Tuesday, July 25, 2006

Tired of the Circles
One of the first things I learned from therapy was that somethign I needed to work on was being able to give myself space to think about certain things, but only for a limited amount of time. That is, once I find myself going around in circles, I need to be able to think about something else. I think there is a productive side to overworrying, actually...it's just about how 'over' is over. I think that some sleepless nights spent tossing and turning because my brain/heart combination won't shut off isn't such a bad thing, in moderation. It reminds me that feeling is part of living, and it also indicates that things matter to me--apathy is generally more my enemy than sadness. Which may be a suspect way to live, but I think it's what I want.

Still, there are times when enough is enough. Almost getting hit by a car on my bike because I can't stop thinking about something, for instance. Or getting so little sleep that I get into a downward spiral (lack of sleep encourages the circles-of-worry/thought/concern).

*****

**Your tasks:**
1/ In the post about overthinking, which three kinds of circles does the parenthetical "circles-of-worry/thought/concern" name?
2/ Carry on the post about overthinking, starting after its last sentence.
The records that come next are separate material and have no connection to the post about overthinking.

**Records from a collection:**
*****

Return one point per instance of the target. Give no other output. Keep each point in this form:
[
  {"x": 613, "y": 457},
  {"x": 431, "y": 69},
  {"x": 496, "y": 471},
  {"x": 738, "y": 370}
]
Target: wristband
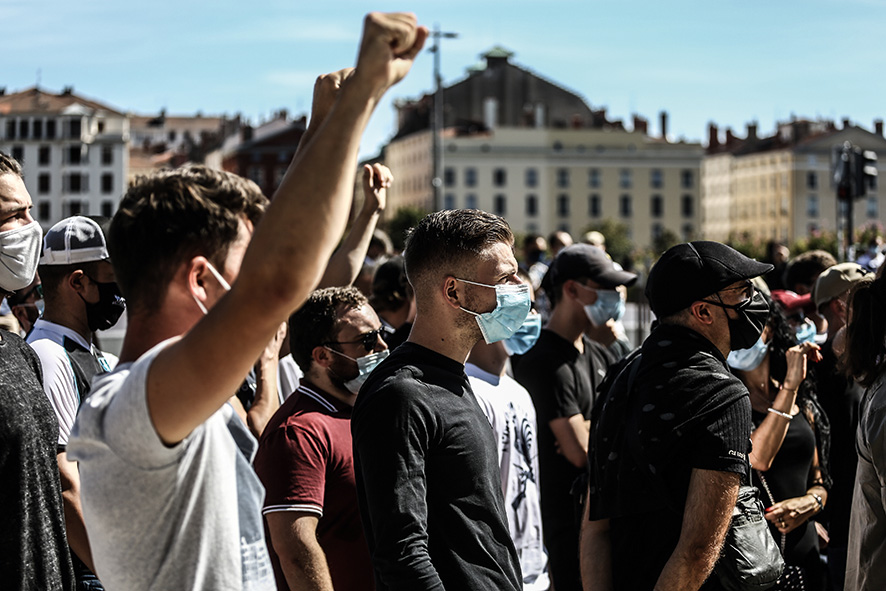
[
  {"x": 783, "y": 415},
  {"x": 817, "y": 500}
]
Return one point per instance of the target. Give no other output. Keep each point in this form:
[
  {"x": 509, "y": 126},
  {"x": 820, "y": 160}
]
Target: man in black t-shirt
[
  {"x": 33, "y": 550},
  {"x": 562, "y": 372},
  {"x": 670, "y": 437},
  {"x": 425, "y": 457}
]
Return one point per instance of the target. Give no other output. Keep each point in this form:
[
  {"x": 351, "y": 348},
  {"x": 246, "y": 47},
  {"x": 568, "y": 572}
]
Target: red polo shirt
[{"x": 305, "y": 461}]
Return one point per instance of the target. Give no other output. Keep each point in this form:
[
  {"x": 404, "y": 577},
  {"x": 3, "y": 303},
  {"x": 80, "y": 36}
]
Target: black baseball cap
[
  {"x": 691, "y": 271},
  {"x": 583, "y": 261}
]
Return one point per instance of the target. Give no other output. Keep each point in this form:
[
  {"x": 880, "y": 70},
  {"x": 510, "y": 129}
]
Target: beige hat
[{"x": 836, "y": 280}]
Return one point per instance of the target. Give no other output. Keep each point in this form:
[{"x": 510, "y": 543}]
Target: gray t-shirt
[
  {"x": 866, "y": 564},
  {"x": 159, "y": 518}
]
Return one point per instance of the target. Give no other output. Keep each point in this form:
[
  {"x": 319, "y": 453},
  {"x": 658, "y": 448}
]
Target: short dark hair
[
  {"x": 9, "y": 165},
  {"x": 445, "y": 240},
  {"x": 170, "y": 216},
  {"x": 318, "y": 320}
]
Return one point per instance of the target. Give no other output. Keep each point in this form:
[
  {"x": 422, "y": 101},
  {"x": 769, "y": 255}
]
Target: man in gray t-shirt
[{"x": 169, "y": 498}]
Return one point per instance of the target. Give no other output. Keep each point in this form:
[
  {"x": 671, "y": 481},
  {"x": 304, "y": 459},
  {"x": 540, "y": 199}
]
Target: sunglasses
[{"x": 369, "y": 340}]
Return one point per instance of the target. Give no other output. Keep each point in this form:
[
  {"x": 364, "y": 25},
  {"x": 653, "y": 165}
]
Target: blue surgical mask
[
  {"x": 806, "y": 332},
  {"x": 607, "y": 306},
  {"x": 512, "y": 306},
  {"x": 525, "y": 337},
  {"x": 365, "y": 365},
  {"x": 748, "y": 359}
]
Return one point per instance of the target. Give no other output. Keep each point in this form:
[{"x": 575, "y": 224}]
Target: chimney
[
  {"x": 713, "y": 136},
  {"x": 752, "y": 131}
]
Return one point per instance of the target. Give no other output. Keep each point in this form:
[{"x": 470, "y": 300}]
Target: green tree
[{"x": 404, "y": 218}]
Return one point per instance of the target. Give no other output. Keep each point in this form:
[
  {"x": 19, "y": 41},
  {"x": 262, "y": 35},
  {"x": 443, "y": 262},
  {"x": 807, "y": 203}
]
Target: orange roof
[{"x": 35, "y": 100}]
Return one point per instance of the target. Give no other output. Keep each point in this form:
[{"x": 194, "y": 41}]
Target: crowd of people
[{"x": 297, "y": 408}]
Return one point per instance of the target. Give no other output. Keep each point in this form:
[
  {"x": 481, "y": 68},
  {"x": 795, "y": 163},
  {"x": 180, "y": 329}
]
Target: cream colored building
[
  {"x": 543, "y": 180},
  {"x": 780, "y": 187}
]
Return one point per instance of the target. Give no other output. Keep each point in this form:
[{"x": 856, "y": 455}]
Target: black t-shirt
[
  {"x": 33, "y": 549},
  {"x": 562, "y": 383},
  {"x": 685, "y": 411},
  {"x": 428, "y": 481},
  {"x": 839, "y": 398}
]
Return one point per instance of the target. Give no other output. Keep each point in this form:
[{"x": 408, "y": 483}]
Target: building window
[
  {"x": 449, "y": 177},
  {"x": 74, "y": 154},
  {"x": 594, "y": 209},
  {"x": 624, "y": 178},
  {"x": 811, "y": 180},
  {"x": 499, "y": 205},
  {"x": 531, "y": 205},
  {"x": 624, "y": 206},
  {"x": 594, "y": 178},
  {"x": 656, "y": 206},
  {"x": 43, "y": 211},
  {"x": 470, "y": 177},
  {"x": 75, "y": 183},
  {"x": 687, "y": 206},
  {"x": 563, "y": 205},
  {"x": 74, "y": 129},
  {"x": 812, "y": 206},
  {"x": 656, "y": 180}
]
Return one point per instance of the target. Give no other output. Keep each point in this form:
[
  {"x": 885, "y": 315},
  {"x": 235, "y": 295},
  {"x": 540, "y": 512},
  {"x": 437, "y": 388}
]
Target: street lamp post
[{"x": 437, "y": 119}]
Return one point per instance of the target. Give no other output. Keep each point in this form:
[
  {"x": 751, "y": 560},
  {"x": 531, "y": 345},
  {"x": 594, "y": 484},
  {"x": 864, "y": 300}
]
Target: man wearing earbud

*****

**Solved tasks:**
1/ Worry, thought, and concern.

2/
Some people have this skill sort of intuitively, I think. They can compartmentalize in general, and with emotional thinking in particular. I think I'm pretty bad at this. I tend to need to 'figure things out' before I can move on to other thoughts. Which, in a world in which lots of things aren't figure-out-able, is, y'know, not the greatest thing. But I am working on it. It's a matter of both distracting myself from the eddys of circular thought as well as reminding myself that sometimes I get into those circles because I would rather think and worry about that thing than face other, just as real or more real, worries in my life.

I think in a lot of ways I've been reacting to my now-a-year-and-a-half-ago breakup more deeply than I would have if it weren't the case that my relationship with S was a great distraction from lots of other things in my life that I ought to have been thinking about and working on. Not that this is the only reason it has affected me deeply--I think there are other, good reasons for that, too--but it is one I would do well to remind myself of, when I wake up at 3 in the morning thinking insecure unhappy thoughts about how valuable I am as a lover.